**Requirement:** All entries below are to be copied precisely as they appear.

..........

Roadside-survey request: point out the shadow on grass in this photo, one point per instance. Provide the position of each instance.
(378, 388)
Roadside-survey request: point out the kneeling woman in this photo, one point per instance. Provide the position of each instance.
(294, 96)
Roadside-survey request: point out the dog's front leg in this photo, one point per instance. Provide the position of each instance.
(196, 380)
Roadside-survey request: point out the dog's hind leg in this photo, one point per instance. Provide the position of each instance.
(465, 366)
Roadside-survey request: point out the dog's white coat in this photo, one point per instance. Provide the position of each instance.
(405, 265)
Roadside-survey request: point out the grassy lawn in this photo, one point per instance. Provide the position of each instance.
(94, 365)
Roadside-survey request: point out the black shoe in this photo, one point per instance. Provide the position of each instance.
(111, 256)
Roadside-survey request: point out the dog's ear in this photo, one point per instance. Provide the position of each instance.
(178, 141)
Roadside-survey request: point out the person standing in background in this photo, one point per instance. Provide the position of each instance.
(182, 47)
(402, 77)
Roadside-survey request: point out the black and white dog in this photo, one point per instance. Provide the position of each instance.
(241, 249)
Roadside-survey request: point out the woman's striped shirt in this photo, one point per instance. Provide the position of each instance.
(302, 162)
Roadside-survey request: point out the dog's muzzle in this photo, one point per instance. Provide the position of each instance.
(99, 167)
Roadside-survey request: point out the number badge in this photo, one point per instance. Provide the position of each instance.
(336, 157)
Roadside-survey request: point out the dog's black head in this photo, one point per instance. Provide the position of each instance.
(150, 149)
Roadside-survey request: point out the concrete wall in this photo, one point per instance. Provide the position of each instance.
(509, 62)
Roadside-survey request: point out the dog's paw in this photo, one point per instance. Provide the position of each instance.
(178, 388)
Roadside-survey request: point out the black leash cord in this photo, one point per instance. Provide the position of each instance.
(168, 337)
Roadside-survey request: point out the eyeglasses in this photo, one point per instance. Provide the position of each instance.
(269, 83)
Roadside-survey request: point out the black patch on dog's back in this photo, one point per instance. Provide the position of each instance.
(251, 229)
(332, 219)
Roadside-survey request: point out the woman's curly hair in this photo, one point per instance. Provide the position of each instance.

..........

**Solved problem:**
Roadside-survey request: point out the shadow on grass in this photo, one point per instance. Provide the position of each instance.
(378, 388)
Roadside-survey request: point out the kneeling woman in this photo, one point per instance. Provide the position of each instance.
(294, 96)
Roadside-survey request: point out the dog's front leg in this photo, one point per instance. Provide the position of each instance.
(196, 380)
Roadside-survey request: point out the dog's hind leg in this photo, one point per instance. Provide the position of each instance.
(465, 366)
Roadside-survey request: point out the dog's white coat in this photo, one point per instance. Provide the position of each instance.
(405, 265)
Roadside-survey request: point out the grassy lawn in this photo, one point per instance. Provide the position of each instance.
(94, 365)
Roadside-survey request: point out the black shoe in this photo, one point per instance. Provide the position of each instance.
(111, 256)
Roadside-survey request: point out the dog's ear in this photo, one point per instance. Provide the position of each instance.
(178, 141)
Roadside-survey request: point out the person standing in background in this photo, one point per instance. Provide the position of each instance.
(182, 47)
(402, 77)
Roadside-survey request: point out the black and white dog in this photo, one point per instance. Provide the position of each instance.
(241, 249)
Roadside-survey request: point out the woman's striped shirt in this photo, one point per instance. Provide the position of each instance.
(302, 162)
Roadside-survey request: point out the dog's muzzle in this photo, one point per instance. Provide the position of each instance.
(99, 167)
Roadside-survey request: point out the number badge in this photo, one point per instance. Provide the position of each instance.
(336, 157)
Roadside-survey request: point out the dog's black head in this photo, one point per instance. Provide the position of each instance.
(150, 149)
Roadside-survey request: point out the concrete wall in this photo, one point per instance. Provide the position of each instance.
(509, 62)
Roadside-survey request: point out the dog's paw in this photo, one point per instance. Provide the position of each instance.
(178, 388)
Roadside-survey request: point out the black leash cord in this photo, one point per instance. Provide the position of each instance.
(168, 337)
Roadside-survey request: point out the eyeglasses in this photo, one point per instance. Provide the position of each instance.
(269, 83)
Roadside-survey request: point out the black patch on dog's back in this photo, one point per instance. Provide the position of each instance.
(251, 229)
(332, 219)
Roadside-survey request: point out the woman's curly hair in this photo, one point per instance. Provide the position of each instance.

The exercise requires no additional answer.